(Dataset entries)
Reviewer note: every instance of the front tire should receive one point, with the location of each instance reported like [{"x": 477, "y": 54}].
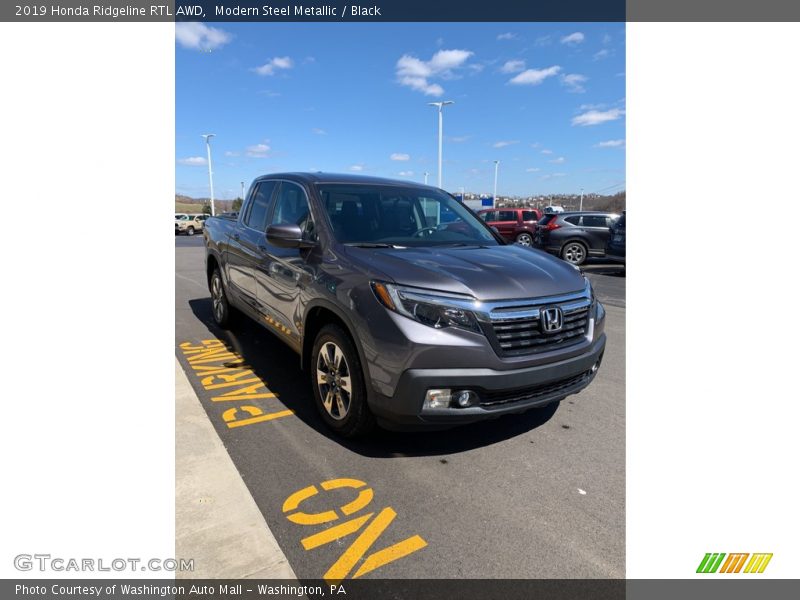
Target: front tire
[
  {"x": 574, "y": 253},
  {"x": 338, "y": 383},
  {"x": 220, "y": 308}
]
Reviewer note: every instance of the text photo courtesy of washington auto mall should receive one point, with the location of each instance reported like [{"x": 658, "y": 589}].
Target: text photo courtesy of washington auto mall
[{"x": 400, "y": 300}]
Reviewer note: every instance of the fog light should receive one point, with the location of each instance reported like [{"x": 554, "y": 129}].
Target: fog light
[
  {"x": 437, "y": 399},
  {"x": 466, "y": 398}
]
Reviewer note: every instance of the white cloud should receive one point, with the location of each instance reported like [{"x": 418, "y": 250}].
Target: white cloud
[
  {"x": 274, "y": 64},
  {"x": 610, "y": 144},
  {"x": 595, "y": 117},
  {"x": 193, "y": 161},
  {"x": 257, "y": 151},
  {"x": 199, "y": 36},
  {"x": 416, "y": 74},
  {"x": 504, "y": 143},
  {"x": 573, "y": 38},
  {"x": 535, "y": 76},
  {"x": 604, "y": 53},
  {"x": 513, "y": 66},
  {"x": 574, "y": 82}
]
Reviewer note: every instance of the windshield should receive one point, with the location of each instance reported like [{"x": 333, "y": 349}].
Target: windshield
[{"x": 365, "y": 214}]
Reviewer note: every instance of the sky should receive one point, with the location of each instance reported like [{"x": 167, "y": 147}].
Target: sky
[{"x": 547, "y": 100}]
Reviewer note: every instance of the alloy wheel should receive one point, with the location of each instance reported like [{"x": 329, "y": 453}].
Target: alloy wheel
[
  {"x": 333, "y": 380},
  {"x": 575, "y": 254}
]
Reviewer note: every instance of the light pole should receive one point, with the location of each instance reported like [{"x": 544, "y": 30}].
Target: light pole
[
  {"x": 208, "y": 137},
  {"x": 439, "y": 106},
  {"x": 494, "y": 198}
]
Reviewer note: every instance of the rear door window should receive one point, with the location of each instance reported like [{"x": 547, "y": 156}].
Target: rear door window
[
  {"x": 595, "y": 221},
  {"x": 546, "y": 219}
]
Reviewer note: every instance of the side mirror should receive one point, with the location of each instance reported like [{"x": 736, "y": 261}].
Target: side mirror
[{"x": 287, "y": 236}]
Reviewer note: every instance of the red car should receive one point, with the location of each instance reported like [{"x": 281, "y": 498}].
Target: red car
[{"x": 514, "y": 224}]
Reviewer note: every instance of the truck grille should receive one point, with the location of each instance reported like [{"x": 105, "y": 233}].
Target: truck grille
[
  {"x": 533, "y": 393},
  {"x": 519, "y": 330}
]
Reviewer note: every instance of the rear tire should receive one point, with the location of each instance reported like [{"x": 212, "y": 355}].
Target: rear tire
[
  {"x": 574, "y": 253},
  {"x": 220, "y": 308},
  {"x": 338, "y": 383},
  {"x": 525, "y": 239}
]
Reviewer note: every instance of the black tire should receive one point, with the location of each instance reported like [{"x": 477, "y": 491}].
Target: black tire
[
  {"x": 575, "y": 253},
  {"x": 524, "y": 239},
  {"x": 333, "y": 394},
  {"x": 220, "y": 308}
]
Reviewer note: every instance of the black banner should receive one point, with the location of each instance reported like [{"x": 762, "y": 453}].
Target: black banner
[{"x": 399, "y": 10}]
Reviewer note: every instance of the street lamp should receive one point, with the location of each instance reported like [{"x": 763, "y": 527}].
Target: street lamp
[
  {"x": 494, "y": 198},
  {"x": 208, "y": 137},
  {"x": 439, "y": 106}
]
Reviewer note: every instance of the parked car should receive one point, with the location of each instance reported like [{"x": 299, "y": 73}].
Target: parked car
[
  {"x": 615, "y": 246},
  {"x": 189, "y": 224},
  {"x": 406, "y": 309},
  {"x": 575, "y": 236},
  {"x": 514, "y": 224}
]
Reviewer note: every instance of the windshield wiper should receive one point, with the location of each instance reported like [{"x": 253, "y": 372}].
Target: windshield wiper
[{"x": 371, "y": 245}]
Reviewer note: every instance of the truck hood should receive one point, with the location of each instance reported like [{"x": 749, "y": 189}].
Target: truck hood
[{"x": 488, "y": 273}]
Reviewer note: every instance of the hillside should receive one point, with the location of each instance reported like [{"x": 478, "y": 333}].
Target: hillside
[{"x": 186, "y": 204}]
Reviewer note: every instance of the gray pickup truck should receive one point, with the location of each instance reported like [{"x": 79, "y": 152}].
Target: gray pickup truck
[{"x": 406, "y": 309}]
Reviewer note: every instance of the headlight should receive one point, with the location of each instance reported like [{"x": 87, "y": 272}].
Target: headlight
[{"x": 433, "y": 310}]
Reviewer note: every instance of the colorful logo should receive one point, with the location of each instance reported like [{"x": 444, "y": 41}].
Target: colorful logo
[{"x": 734, "y": 562}]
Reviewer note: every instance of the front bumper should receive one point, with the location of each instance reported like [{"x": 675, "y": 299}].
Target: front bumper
[{"x": 501, "y": 392}]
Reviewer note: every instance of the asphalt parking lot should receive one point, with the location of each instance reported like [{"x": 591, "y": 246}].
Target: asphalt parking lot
[{"x": 539, "y": 495}]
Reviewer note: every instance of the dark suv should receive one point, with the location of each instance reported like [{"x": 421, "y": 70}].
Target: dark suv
[
  {"x": 575, "y": 236},
  {"x": 404, "y": 306},
  {"x": 514, "y": 224},
  {"x": 615, "y": 247}
]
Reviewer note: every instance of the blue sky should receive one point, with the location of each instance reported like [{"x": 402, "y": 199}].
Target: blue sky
[{"x": 545, "y": 99}]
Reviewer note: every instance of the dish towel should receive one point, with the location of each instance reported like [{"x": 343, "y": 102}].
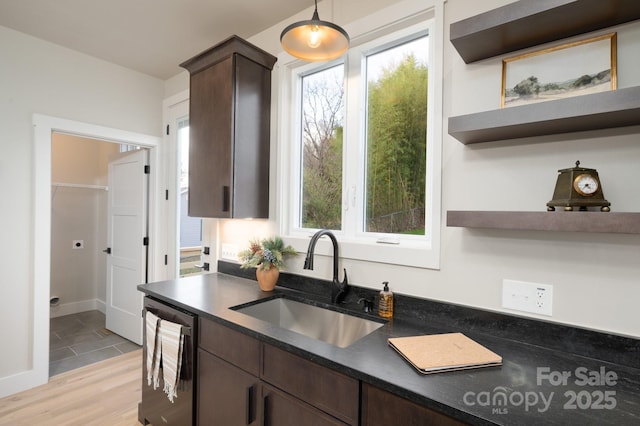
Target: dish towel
[
  {"x": 153, "y": 350},
  {"x": 172, "y": 342}
]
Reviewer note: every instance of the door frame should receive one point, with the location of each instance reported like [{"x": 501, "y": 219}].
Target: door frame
[{"x": 43, "y": 128}]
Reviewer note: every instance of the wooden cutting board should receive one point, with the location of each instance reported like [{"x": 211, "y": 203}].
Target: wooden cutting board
[{"x": 444, "y": 352}]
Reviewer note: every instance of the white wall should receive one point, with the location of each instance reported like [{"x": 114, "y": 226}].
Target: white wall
[
  {"x": 40, "y": 77},
  {"x": 595, "y": 276},
  {"x": 78, "y": 276}
]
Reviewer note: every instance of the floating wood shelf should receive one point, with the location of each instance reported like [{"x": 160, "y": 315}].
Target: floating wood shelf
[
  {"x": 528, "y": 23},
  {"x": 576, "y": 221},
  {"x": 616, "y": 108}
]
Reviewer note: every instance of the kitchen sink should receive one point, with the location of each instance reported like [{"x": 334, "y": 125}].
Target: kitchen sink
[{"x": 324, "y": 324}]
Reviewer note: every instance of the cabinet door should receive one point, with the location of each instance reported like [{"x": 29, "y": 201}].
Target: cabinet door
[
  {"x": 281, "y": 409},
  {"x": 381, "y": 408},
  {"x": 321, "y": 387},
  {"x": 210, "y": 133},
  {"x": 226, "y": 395}
]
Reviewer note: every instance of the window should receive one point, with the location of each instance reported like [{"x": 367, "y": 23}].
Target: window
[{"x": 365, "y": 150}]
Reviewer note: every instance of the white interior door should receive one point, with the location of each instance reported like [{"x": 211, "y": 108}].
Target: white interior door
[{"x": 127, "y": 252}]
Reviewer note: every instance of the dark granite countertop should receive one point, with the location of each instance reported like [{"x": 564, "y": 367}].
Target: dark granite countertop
[{"x": 551, "y": 374}]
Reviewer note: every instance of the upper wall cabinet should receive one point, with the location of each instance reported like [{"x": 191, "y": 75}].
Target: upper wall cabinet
[
  {"x": 229, "y": 130},
  {"x": 528, "y": 23}
]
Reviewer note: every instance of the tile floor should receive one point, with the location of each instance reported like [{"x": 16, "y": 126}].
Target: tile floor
[{"x": 81, "y": 339}]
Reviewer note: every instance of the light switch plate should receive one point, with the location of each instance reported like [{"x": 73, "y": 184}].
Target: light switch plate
[
  {"x": 527, "y": 297},
  {"x": 229, "y": 252}
]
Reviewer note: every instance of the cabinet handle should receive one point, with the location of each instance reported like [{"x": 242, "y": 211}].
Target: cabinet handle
[
  {"x": 249, "y": 402},
  {"x": 265, "y": 403},
  {"x": 225, "y": 198}
]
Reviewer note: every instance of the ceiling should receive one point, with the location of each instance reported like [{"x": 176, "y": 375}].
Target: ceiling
[{"x": 149, "y": 36}]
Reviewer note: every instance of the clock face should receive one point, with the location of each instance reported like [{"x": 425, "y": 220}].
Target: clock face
[{"x": 585, "y": 184}]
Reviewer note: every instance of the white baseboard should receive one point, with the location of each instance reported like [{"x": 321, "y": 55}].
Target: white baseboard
[{"x": 76, "y": 307}]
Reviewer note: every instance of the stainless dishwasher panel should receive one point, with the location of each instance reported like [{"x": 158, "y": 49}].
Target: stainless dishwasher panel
[{"x": 155, "y": 408}]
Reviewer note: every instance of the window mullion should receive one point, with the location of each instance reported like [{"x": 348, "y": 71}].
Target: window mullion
[{"x": 353, "y": 164}]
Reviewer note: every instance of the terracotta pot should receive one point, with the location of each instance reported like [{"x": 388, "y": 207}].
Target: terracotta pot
[{"x": 268, "y": 278}]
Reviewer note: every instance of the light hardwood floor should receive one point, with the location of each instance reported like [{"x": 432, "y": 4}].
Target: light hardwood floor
[{"x": 104, "y": 393}]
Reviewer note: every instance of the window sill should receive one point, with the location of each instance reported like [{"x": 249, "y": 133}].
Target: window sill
[{"x": 417, "y": 254}]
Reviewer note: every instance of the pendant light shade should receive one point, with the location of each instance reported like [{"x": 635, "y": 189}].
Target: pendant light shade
[{"x": 314, "y": 40}]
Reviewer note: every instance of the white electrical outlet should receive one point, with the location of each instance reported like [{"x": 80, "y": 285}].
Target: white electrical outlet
[
  {"x": 229, "y": 252},
  {"x": 527, "y": 297}
]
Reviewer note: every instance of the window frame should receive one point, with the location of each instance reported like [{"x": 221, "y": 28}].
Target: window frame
[{"x": 355, "y": 242}]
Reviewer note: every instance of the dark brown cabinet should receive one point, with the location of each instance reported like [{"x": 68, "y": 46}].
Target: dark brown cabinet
[
  {"x": 229, "y": 130},
  {"x": 381, "y": 408},
  {"x": 227, "y": 395},
  {"x": 242, "y": 381},
  {"x": 281, "y": 409}
]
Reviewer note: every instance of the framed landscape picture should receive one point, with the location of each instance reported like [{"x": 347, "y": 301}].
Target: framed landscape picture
[{"x": 572, "y": 69}]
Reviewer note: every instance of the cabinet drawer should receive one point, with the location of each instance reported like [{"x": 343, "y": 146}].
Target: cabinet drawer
[
  {"x": 227, "y": 395},
  {"x": 234, "y": 347},
  {"x": 381, "y": 408},
  {"x": 281, "y": 409},
  {"x": 330, "y": 391}
]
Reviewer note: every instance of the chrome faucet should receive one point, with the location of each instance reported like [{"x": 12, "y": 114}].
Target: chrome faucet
[{"x": 338, "y": 289}]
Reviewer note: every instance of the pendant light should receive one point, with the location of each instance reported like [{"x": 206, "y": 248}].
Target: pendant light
[{"x": 315, "y": 40}]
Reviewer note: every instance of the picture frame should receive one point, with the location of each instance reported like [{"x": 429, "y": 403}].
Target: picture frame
[{"x": 571, "y": 69}]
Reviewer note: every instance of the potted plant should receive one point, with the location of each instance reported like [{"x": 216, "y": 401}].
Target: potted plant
[{"x": 267, "y": 256}]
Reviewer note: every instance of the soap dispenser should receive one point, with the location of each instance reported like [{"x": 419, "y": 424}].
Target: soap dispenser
[{"x": 385, "y": 302}]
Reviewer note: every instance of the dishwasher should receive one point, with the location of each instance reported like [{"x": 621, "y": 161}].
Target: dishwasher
[{"x": 155, "y": 407}]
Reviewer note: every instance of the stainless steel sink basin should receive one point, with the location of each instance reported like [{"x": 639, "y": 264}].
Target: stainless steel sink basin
[{"x": 333, "y": 327}]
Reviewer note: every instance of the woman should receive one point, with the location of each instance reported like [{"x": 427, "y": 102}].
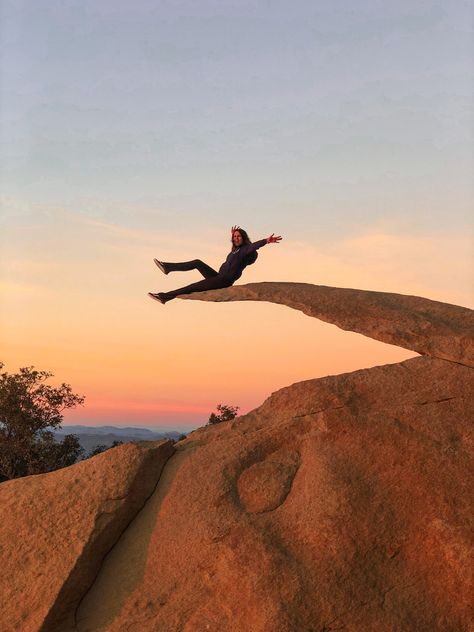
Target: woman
[{"x": 243, "y": 253}]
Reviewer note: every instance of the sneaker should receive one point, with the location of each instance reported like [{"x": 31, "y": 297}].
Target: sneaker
[
  {"x": 161, "y": 265},
  {"x": 158, "y": 297}
]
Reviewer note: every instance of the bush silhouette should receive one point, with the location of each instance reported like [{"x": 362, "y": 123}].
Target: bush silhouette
[
  {"x": 226, "y": 413},
  {"x": 29, "y": 411}
]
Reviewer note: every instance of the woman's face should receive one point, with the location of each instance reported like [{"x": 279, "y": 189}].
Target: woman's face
[{"x": 237, "y": 238}]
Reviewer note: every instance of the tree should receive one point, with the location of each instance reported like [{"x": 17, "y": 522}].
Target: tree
[
  {"x": 29, "y": 411},
  {"x": 226, "y": 413}
]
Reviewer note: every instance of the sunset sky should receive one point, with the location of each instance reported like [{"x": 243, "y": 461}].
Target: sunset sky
[{"x": 133, "y": 130}]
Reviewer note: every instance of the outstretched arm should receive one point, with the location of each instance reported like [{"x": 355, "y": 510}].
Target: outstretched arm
[
  {"x": 273, "y": 240},
  {"x": 258, "y": 244}
]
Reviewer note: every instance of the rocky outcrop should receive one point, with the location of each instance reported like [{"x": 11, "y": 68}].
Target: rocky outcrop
[
  {"x": 57, "y": 528},
  {"x": 428, "y": 327},
  {"x": 342, "y": 502}
]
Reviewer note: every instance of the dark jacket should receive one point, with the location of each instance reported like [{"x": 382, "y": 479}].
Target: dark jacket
[{"x": 238, "y": 259}]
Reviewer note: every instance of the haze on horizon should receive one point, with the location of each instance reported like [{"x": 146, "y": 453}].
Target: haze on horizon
[{"x": 147, "y": 129}]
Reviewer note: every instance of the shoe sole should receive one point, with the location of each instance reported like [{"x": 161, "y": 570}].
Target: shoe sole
[
  {"x": 156, "y": 298},
  {"x": 160, "y": 265}
]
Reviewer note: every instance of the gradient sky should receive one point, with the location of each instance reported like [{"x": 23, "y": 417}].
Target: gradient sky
[{"x": 133, "y": 130}]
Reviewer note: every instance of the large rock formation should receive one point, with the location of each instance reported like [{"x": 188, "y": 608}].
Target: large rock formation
[
  {"x": 56, "y": 529},
  {"x": 343, "y": 502}
]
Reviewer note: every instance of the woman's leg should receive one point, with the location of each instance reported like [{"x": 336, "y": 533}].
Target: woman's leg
[
  {"x": 196, "y": 264},
  {"x": 211, "y": 283}
]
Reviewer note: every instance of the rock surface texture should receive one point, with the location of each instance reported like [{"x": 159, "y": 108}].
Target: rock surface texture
[{"x": 340, "y": 503}]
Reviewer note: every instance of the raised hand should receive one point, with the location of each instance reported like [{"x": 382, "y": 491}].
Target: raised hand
[{"x": 272, "y": 239}]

> Directions for this task
Taking the entries above, print exactly the lines starting at the line with "Reviewer note: every instance of the white wall" and ending at the line with "Reviewer note: every instance of the upper", both included.

> Your solution
Reviewer note: every instance of the white wall should receive one point, with the location of each instance reported like [{"x": 114, "y": 226}].
Target: white wall
[
  {"x": 40, "y": 77},
  {"x": 595, "y": 276},
  {"x": 78, "y": 276}
]
Reviewer note: every instance of the floating wood shelf should receive one point, with the location of each instance reported like [{"x": 160, "y": 315}].
Target: floating wood shelf
[
  {"x": 528, "y": 23},
  {"x": 576, "y": 221},
  {"x": 616, "y": 108}
]
Reviewer note: every instance of the kitchen sink should receive one point, with the location of each instance reported like [{"x": 334, "y": 125}].
Target: kitchen sink
[{"x": 324, "y": 324}]
Reviewer note: every instance of the cabinet door should receive one point, with the location of each instance reported like [{"x": 29, "y": 201}].
Target: cabinet door
[
  {"x": 281, "y": 409},
  {"x": 381, "y": 408},
  {"x": 321, "y": 387},
  {"x": 210, "y": 133},
  {"x": 226, "y": 395}
]
Reviewer note: every instance of the window should receive one point, with the location of each instance reported like [{"x": 367, "y": 23}].
Target: window
[{"x": 365, "y": 150}]
Reviewer note: every instance of the white interior door should receive one point, with the location of each instance reported like [{"x": 211, "y": 108}].
Target: white interior door
[{"x": 127, "y": 252}]
Reviewer note: every instance of the dark granite countertop should receive one point, with the location of each instance reported like [{"x": 564, "y": 367}].
Target: dark granite countertop
[{"x": 551, "y": 374}]
Reviewer note: every instance of the upper wall cabinet should receive one point, with the location of each instance reported like [{"x": 191, "y": 75}].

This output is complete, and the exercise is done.